BRIEF:
All entries are to be given again verbatim.

(Excerpts from point annotation data)
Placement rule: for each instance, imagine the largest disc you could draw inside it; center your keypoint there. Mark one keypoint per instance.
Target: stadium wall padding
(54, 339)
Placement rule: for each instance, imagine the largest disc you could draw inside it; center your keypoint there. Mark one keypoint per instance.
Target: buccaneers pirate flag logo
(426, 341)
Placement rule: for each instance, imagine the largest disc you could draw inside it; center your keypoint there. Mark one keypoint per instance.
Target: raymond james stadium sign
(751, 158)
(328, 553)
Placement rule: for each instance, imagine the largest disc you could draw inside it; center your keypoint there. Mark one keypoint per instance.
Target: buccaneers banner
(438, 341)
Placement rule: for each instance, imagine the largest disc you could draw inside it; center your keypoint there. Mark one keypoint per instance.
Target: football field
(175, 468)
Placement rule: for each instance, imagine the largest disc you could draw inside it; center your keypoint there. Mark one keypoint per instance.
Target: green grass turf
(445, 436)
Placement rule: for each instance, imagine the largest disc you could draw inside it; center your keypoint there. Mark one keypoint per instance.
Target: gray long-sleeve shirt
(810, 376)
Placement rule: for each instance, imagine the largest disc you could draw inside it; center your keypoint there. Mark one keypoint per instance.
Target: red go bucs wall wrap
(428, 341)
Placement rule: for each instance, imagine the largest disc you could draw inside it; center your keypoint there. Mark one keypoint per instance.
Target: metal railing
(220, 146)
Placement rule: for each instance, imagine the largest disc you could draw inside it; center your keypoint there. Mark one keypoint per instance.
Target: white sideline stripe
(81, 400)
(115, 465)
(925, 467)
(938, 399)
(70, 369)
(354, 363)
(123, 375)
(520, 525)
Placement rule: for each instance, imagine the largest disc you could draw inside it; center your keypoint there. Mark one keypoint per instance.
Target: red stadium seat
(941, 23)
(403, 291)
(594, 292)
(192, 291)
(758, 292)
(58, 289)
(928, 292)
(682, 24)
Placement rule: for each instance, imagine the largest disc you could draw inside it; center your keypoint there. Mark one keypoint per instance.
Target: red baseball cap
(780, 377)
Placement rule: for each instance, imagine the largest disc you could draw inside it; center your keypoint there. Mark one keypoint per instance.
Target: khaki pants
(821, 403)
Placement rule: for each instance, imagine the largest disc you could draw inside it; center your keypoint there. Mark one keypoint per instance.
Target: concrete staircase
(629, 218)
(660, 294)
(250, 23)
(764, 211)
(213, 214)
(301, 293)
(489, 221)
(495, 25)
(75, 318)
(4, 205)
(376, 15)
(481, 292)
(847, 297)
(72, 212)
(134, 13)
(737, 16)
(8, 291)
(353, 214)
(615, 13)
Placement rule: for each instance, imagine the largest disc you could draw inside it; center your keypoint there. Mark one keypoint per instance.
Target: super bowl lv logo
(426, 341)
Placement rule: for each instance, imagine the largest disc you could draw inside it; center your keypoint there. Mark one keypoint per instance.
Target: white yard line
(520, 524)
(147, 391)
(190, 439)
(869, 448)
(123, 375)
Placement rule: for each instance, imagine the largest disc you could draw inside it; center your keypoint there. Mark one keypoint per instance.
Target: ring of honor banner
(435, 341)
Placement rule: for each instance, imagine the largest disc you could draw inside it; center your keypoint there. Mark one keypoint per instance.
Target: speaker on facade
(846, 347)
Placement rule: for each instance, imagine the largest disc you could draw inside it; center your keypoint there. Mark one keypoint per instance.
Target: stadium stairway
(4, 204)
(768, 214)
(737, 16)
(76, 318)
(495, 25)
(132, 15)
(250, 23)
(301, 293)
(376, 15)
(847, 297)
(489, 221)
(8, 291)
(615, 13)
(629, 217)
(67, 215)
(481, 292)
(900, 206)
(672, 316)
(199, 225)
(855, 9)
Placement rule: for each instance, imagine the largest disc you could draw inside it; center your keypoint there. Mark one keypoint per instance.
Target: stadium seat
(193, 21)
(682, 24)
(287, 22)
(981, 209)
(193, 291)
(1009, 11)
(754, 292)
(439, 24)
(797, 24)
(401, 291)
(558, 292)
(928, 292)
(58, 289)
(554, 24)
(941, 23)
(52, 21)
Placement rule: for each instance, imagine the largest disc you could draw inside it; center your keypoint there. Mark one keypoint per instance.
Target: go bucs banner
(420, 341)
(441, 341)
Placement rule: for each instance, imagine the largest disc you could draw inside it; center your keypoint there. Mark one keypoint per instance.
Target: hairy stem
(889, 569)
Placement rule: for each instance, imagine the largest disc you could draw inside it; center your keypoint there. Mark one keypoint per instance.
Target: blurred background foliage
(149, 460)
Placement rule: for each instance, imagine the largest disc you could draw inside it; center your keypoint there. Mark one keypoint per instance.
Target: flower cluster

THE OUTPUT:
Placement rule: for each instance, imagine the largest disc you could draw inside it; center your keypoint there. Mark one keypoint per instance.
Target: stadium wall padding
(54, 339)
Placement rule: for each instance, imagine the largest disc you could draw inside it; center your keypoint there. Mark one keypoint per instance.
Target: buccaneers pirate flag logo
(426, 341)
Placement rule: for each instance, imagine the largest disc you could draw inside it; center your keypoint there. Mark one keypoint per instance.
Target: raymond james stadium sign
(751, 158)
(328, 553)
Placement rule: for each instance, imagine the largest disc you could draw inside it; center your keypoint there. Mark one keypoint per instance.
Target: buccaneers banner
(438, 341)
Placement rule: for each instance, imagine the largest disc you could draw inside it; center your keypoint there. Mark one keypoint per instance.
Target: football field
(175, 468)
Placement rule: for each instance, imagine the largest disc you could draw inside it; center your keypoint there. Mark one keypoint per instance.
Target: green grass turf
(445, 436)
Placement rule: for each instance, imagine the largest disc you could draw inside it; center your keypoint there. Mark one keypoint per instance.
Target: gray long-sleeve shirt
(810, 376)
Placement rule: for each instance, imagine the largest disc you could draw inside it; center your keypoint there. Mark one keypoint per instance.
Target: red go bucs wall wrap
(428, 341)
Placement rule: for each instance, imagine the largest disc you could draw inside it; center your keypoint there. Mark one keypoint per instance.
Target: metal railing
(220, 146)
Placement rule: for each instance, imagine the largest disc you could draw inside it; center your keypoint there. Mark one keypoint per instance.
Target: white sideline stripe
(81, 400)
(115, 465)
(925, 467)
(938, 399)
(70, 369)
(354, 363)
(123, 375)
(520, 525)
Placement rule: for each instance, imagine the largest disc you could draw inside it; center your keypoint there. Mark one keypoint per instance.
Target: red stadium seat
(941, 23)
(403, 291)
(594, 292)
(192, 291)
(758, 292)
(58, 289)
(928, 292)
(682, 24)
Placement rule: for each instance, imagine the largest disc you could draw inside it; center your keypoint there. Mark one keypoint per instance.
Target: red baseball cap
(780, 377)
Placement rule: for each instance, imagine the largest disc you could draw inside it; center your keypoint there. Mark one keypoint per instance.
Target: khaki pants
(821, 403)
Placement rule: for each instance, imagine the largest disc you could draw inside it; center your keypoint there. Mark one keypoint per instance.
Target: concrete staircase
(629, 218)
(660, 294)
(250, 23)
(764, 211)
(213, 214)
(301, 293)
(489, 221)
(495, 25)
(75, 318)
(4, 205)
(376, 15)
(481, 292)
(847, 297)
(72, 212)
(134, 13)
(737, 16)
(8, 291)
(353, 214)
(615, 13)
Placement rule: for each instance, imagine the largest disc you could draw inside it; center your keypoint there. Mark one keypoint per instance.
Target: super bowl lv logo
(426, 341)
Placement rule: for each instance, imagine the largest disc you could draw inside it; center your keypoint there. Mark one keypoint per instance.
Target: white yard line
(520, 524)
(147, 391)
(190, 439)
(869, 448)
(123, 375)
Placement rule: for each instance, imagine the largest disc you could draw inside it; center your keypoint there. Mark one keypoint per instance.
Target: ring of honor banner
(435, 341)
Placement rule: for each instance, imagine the largest disc you could draw inside it; center your keypoint there. Mark one keypoint per instance.
Target: speaker on facade
(846, 347)
Placement rule: for each instance, imagine the largest disc you could draw inside it; center your keypoint there. Mark one keypoint per instance.
Target: stadium stairway
(4, 204)
(768, 214)
(737, 16)
(76, 318)
(495, 25)
(132, 15)
(250, 23)
(301, 293)
(376, 15)
(847, 297)
(489, 221)
(8, 291)
(615, 13)
(629, 217)
(67, 215)
(481, 292)
(900, 206)
(672, 316)
(199, 225)
(855, 9)
Placement rule: for each instance, imagine the largest disc you could draw inside it; center your keypoint there. Mark one keypoint per instance.
Target: stadium seat
(193, 21)
(682, 24)
(287, 22)
(981, 209)
(193, 291)
(1009, 11)
(754, 292)
(439, 24)
(797, 24)
(401, 291)
(558, 292)
(928, 292)
(58, 289)
(554, 24)
(941, 23)
(52, 21)
Placement rule: for each instance, imagine the largest disc you could draw inside it; center your keypoint there. Mark one keypoint per instance.
Target: go bucs banner
(420, 341)
(441, 341)
Placement rule: for each instance, imagine the largest disc you could draw inside it; center your keypoint there. Mark one keypoint per instance.
Target: hairy stem
(889, 569)
Placement rule: for each instance, imagine the largest disc you could draw inside it; center your keypoint there. Mark one keypoint per instance.
Target: blurred background foliage
(149, 460)
Placement rule: for each instance, imagine the largest disc you could draw inside it; center your keypoint there. Mark one keypoint per instance.
Target: flower cluster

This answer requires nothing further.